_What this exercise asks_.
• A. Summarize the post about the Institute for the Future of the Book in two sentences.
• B. Write out, word for word, the passage of the post about the Institute for the Future of the Book from "My personal experience" to "Brooklyn, New York.".

_Document extract_.
· · · · · · ·
IFB is my acronym for The Institute for the Future of the Book. If that sounds like an academic title to you, give yourself ten points and a big salty pretzel.
My personal experience with academic interest in newly-emerging media is that it’s just that: academic. I’m always interested in the research and the sifting and the critical analysis, and I’m always thankful that someone is documenting everything and poking around in the less-commercial corners. I’m also usually left wanting for something concrete.
But that, as the academics might say, is my bias. And I’m open to that criticism. Which is why I’m pointing to the IFB despite their mushy mission statement:
The printed page is giving way to the networked screen. The Institute for the Future of the Book seeks to chronicle this shift, and impact its development in a positive direction. The Institute is a project of the Annenberg Center for Communication at the University of Southern California, and is based in Brooklyn, New York.
· · · · · · ·
_Data listing_.
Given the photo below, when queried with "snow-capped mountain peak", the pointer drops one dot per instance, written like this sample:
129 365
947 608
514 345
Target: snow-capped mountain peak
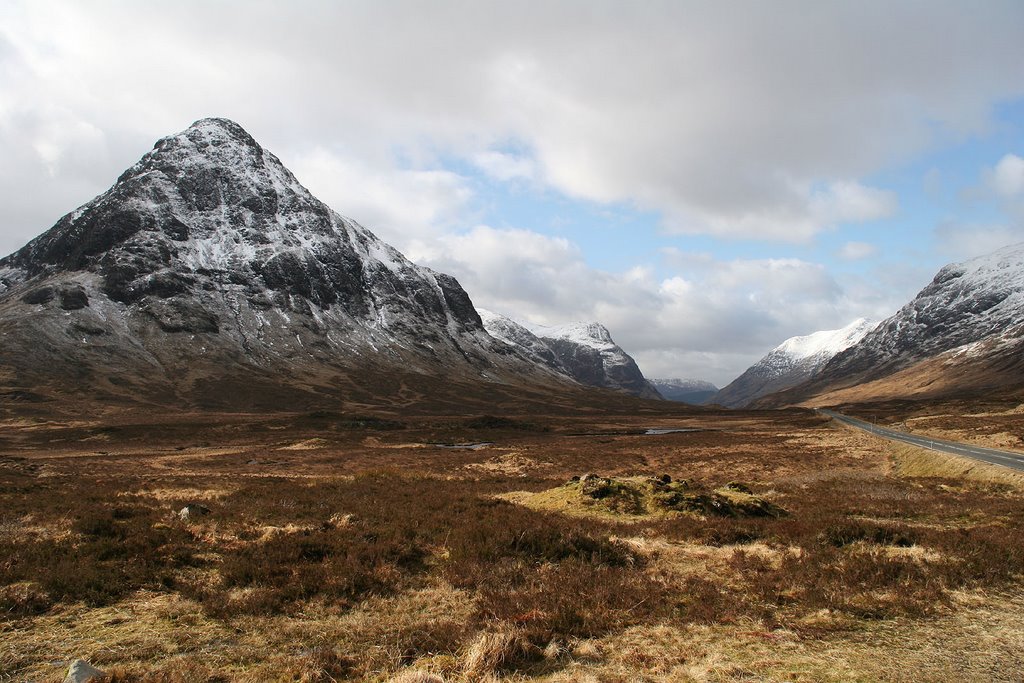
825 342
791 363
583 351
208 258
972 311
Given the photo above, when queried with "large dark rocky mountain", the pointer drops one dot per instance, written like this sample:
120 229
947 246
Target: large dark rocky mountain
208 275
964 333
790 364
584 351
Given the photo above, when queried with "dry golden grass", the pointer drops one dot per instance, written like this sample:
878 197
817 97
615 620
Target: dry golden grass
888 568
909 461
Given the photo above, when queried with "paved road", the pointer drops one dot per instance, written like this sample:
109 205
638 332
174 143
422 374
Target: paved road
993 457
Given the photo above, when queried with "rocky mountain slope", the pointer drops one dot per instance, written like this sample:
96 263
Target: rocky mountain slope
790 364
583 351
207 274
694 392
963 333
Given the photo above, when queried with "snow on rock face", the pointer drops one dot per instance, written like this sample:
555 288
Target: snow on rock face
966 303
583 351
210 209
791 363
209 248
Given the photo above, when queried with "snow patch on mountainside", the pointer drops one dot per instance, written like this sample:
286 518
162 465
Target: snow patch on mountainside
· · · · · · ·
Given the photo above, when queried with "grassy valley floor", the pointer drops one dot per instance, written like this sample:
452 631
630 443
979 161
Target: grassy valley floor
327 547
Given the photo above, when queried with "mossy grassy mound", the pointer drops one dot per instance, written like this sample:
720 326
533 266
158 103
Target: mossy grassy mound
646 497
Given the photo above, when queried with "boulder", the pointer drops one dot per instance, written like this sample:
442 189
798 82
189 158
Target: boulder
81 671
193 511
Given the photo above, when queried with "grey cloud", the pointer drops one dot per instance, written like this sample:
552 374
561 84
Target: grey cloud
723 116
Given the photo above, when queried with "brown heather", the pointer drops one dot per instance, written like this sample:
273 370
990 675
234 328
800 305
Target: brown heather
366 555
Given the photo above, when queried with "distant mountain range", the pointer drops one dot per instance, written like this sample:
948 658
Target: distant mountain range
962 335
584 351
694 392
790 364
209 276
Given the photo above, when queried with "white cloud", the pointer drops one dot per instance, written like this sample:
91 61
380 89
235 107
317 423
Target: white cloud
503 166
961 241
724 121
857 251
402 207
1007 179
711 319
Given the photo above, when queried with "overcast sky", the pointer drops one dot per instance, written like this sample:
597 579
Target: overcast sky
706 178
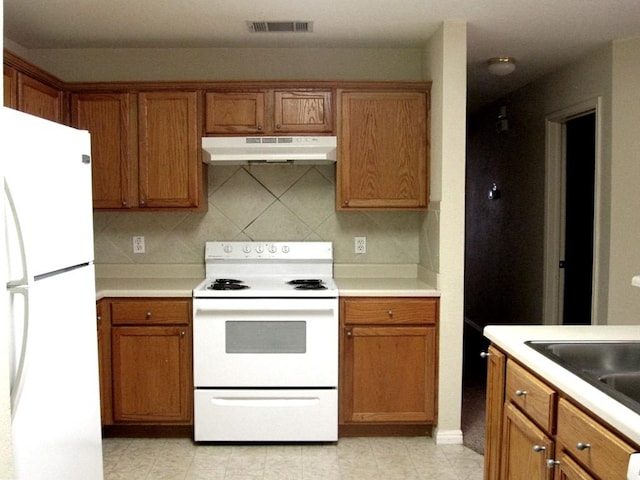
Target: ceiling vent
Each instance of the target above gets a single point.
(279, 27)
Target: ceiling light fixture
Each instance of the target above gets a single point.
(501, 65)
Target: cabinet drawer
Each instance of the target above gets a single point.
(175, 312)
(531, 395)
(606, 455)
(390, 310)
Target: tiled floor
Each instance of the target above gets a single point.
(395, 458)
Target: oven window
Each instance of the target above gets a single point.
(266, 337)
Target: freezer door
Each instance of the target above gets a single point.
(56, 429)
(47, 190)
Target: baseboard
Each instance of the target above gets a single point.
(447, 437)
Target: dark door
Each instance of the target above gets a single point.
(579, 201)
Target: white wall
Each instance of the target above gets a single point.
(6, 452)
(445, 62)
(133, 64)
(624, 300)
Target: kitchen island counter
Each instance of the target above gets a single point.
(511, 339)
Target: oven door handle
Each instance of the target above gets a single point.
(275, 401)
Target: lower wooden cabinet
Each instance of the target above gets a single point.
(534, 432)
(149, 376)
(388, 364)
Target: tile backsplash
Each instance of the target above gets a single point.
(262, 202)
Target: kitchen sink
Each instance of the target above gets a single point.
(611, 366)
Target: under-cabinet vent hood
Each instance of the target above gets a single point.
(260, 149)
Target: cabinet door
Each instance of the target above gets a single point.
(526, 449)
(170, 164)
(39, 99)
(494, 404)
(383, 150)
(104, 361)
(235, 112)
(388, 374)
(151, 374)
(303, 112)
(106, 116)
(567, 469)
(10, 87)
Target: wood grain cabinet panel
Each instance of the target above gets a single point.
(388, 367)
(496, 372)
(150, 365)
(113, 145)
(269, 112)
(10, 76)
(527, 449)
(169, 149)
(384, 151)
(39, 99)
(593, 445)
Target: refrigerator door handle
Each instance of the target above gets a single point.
· · · · · · ·
_Final results_.
• A. The writer introduces the Institute for the Future of the Book, called IFB, and says that academic interest in new media is worthwhile for its research and documentation but usually leaves the writer wanting something concrete. Admitting this as a personal bias, the writer points to the institute despite its "mushy" mission statement, which describes chronicling and positively shaping the shift from the printed page to the networked screen and identifies the institute as a Brooklyn-based project of USC's Annenberg Center for Communication.

• B.
My personal experience with academic interest in newly-emerging media is that it’s just that: academic. I’m always interested in the research and the sifting and the critical analysis, and I’m always thankful that someone is documenting everything and poking around in the less-commercial corners. I’m also usually left wanting for something concrete.
But that, as the academics might say, is my bias. And I’m open to that criticism. Which is why I’m pointing to the IFB despite their mushy mission statement:
The printed page is giving way to the networked screen. The Institute for the Future of the Book seeks to chronicle this shift, and impact its development in a positive direction. The Institute is a project of the Annenberg Center for Communication at the University of Southern California, and is based in Brooklyn, New York.